* **Aufgabenstellung**
Kopieren Sie den nachfolgenden Auszug über die Bildlegenden von Max Weiß zu Ruanda vollständig und ohne jede Änderung.

Max Weiß ist zugleich derjenige, der in seinen Bildlegenden die erzählerische Grundstruktur zu Ruanda vorgibt. Sämtliche Fotos, die zu diesem Teil seiner Sammlung gehören, sind überschrieben mit der Legende „Riesen und Zwerge“. Es folgt dann üblicherweise die entsprechende Ordnungsnummer – doch der genannte Titel selbst zieht sich unverändert als Blickvorgabe und Interpretationsangebot durch die Sammlung. Es handelt sich um ein regelrechtes Großprojekt, bei dem die Leserschaft angehalten wurde, die Körpergröße der ruandischen Bevölkerung ins Zentrum zu stellen. Was hat es nun aber mit diesem kontrastiven Bezug auf zwei Extreme – das Riesig-Große und das Winzig-Kleine – auf sich? Was impliziert dieses geradezu obsessive Interesse des fotografischen Auges für Messungen, die zur Hervorbringung ethnifizierender Topoi beitragen?

* **Daten zu Referenzausdrücken**

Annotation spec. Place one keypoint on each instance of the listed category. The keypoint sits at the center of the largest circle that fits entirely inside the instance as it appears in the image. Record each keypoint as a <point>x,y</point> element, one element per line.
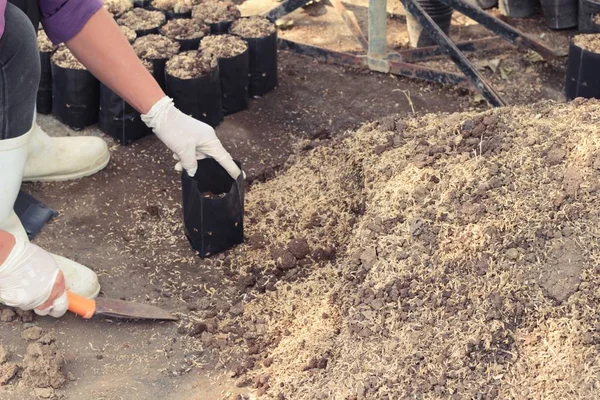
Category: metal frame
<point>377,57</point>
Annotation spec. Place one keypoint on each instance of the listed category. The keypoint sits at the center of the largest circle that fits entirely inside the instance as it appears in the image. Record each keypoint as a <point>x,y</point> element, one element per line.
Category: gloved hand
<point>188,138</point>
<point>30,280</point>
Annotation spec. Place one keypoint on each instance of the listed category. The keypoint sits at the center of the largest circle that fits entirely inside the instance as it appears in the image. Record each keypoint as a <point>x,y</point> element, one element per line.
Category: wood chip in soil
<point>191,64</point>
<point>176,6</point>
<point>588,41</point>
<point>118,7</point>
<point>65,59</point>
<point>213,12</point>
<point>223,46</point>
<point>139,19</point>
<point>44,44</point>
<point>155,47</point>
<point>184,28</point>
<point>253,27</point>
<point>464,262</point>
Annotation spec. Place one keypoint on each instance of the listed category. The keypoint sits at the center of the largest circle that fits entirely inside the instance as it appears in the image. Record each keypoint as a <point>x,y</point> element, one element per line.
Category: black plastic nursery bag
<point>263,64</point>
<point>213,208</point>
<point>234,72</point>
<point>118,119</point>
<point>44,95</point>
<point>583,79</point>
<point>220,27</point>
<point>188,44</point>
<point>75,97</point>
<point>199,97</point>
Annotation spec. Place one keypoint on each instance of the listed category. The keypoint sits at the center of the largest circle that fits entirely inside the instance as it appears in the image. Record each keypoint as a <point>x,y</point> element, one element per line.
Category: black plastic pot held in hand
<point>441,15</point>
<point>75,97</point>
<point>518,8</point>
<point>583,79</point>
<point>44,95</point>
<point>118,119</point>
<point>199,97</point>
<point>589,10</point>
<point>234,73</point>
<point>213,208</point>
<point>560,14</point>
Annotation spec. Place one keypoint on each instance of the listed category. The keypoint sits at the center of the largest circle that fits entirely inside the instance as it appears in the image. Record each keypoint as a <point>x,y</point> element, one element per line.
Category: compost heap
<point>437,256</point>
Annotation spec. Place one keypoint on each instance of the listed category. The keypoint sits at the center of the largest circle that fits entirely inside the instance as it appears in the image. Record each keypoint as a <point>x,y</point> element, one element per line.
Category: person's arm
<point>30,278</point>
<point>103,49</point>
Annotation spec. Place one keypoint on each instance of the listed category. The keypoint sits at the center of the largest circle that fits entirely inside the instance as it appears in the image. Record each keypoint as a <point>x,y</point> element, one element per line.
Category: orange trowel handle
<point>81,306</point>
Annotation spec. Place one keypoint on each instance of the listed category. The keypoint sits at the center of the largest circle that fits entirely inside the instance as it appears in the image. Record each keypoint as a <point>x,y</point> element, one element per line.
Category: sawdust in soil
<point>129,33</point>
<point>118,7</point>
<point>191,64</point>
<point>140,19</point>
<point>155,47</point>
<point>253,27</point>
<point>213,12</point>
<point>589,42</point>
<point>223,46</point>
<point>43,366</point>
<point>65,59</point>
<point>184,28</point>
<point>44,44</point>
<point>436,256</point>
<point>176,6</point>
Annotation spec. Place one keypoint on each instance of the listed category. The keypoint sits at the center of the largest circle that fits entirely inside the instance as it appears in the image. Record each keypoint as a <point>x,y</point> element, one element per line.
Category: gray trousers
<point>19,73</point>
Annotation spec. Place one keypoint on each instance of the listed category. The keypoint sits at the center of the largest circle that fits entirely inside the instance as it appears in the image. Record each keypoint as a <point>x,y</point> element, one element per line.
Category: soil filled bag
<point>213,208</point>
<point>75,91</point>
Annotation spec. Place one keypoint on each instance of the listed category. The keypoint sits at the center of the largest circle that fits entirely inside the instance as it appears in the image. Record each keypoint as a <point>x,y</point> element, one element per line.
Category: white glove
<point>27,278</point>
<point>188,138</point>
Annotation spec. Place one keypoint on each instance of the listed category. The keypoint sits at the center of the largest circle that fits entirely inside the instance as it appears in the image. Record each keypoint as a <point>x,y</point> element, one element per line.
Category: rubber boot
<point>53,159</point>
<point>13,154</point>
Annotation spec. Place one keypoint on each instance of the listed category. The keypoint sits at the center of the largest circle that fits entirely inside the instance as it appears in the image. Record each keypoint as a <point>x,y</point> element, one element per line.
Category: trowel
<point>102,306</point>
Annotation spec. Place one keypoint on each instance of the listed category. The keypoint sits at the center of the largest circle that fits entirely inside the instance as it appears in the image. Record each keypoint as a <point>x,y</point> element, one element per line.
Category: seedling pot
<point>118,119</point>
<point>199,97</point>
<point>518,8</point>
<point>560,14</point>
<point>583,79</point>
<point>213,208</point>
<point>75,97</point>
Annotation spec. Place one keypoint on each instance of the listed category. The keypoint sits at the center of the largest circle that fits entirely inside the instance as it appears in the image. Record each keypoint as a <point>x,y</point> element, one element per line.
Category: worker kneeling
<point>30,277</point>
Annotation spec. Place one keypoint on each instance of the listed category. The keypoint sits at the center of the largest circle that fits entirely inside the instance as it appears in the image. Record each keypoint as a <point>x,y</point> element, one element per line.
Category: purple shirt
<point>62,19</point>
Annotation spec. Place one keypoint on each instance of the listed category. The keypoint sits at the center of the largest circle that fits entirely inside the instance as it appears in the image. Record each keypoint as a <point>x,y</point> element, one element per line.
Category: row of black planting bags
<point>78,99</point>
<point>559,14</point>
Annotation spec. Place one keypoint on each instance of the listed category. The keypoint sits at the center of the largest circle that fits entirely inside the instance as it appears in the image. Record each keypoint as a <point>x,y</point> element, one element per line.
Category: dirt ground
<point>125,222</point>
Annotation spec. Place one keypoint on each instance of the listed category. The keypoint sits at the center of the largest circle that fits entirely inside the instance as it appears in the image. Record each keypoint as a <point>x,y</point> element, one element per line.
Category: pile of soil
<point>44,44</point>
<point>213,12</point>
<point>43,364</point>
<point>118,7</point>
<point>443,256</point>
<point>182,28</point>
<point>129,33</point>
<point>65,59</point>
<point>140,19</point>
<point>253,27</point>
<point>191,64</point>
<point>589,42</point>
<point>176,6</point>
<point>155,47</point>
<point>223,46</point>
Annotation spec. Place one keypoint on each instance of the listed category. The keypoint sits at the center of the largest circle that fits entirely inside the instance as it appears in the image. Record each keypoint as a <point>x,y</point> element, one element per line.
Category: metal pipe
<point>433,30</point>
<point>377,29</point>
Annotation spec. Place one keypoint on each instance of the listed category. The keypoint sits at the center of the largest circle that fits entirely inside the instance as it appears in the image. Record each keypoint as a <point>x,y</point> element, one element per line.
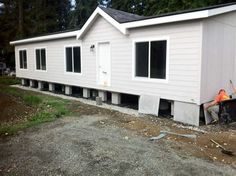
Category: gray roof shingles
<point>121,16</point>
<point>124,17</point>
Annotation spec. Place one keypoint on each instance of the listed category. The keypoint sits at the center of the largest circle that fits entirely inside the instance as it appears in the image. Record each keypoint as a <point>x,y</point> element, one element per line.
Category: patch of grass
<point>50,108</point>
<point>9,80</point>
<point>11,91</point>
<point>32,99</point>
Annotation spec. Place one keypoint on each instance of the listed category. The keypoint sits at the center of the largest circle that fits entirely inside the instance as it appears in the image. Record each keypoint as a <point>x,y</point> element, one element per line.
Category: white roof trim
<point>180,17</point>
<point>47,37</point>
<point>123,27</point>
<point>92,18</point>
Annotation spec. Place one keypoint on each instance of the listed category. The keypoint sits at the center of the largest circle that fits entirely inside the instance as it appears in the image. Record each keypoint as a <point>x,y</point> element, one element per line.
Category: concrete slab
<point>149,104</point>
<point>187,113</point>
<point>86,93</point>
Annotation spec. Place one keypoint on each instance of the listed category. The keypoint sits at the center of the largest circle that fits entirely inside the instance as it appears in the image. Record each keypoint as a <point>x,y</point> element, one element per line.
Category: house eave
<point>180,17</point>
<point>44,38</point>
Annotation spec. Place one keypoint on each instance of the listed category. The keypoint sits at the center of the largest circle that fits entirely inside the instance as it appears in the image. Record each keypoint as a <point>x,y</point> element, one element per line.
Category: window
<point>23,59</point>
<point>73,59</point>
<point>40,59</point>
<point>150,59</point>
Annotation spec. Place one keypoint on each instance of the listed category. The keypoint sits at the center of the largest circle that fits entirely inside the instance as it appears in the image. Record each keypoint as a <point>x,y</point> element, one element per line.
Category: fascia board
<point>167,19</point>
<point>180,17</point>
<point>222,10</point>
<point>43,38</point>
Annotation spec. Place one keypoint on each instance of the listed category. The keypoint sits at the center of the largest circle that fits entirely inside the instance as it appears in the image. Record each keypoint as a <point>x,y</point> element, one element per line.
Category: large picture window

* **Antwort zur Aufgabe**
Max Weiß ist zugleich derjenige, der in seinen Bildlegenden die erzählerische Grundstruktur zu Ruanda vorgibt. Sämtliche Fotos, die zu diesem Teil seiner Sammlung gehören, sind überschrieben mit der Legende „Riesen und Zwerge“. Es folgt dann üblicherweise die entsprechende Ordnungsnummer – doch der genannte Titel selbst zieht sich unverändert als Blickvorgabe und Interpretationsangebot durch die Sammlung. Es handelt sich um ein regelrechtes Großprojekt, bei dem die Leserschaft angehalten wurde, die Körpergröße der ruandischen Bevölkerung ins Zentrum zu stellen. Was hat es nun aber mit diesem kontrastiven Bezug auf zwei Extreme – das Riesig-Große und das Winzig-Kleine – auf sich? Was impliziert dieses geradezu obsessive Interesse des fotografischen Auges für Messungen, die zur Hervorbringung ethnifizierender Topoi beitragen?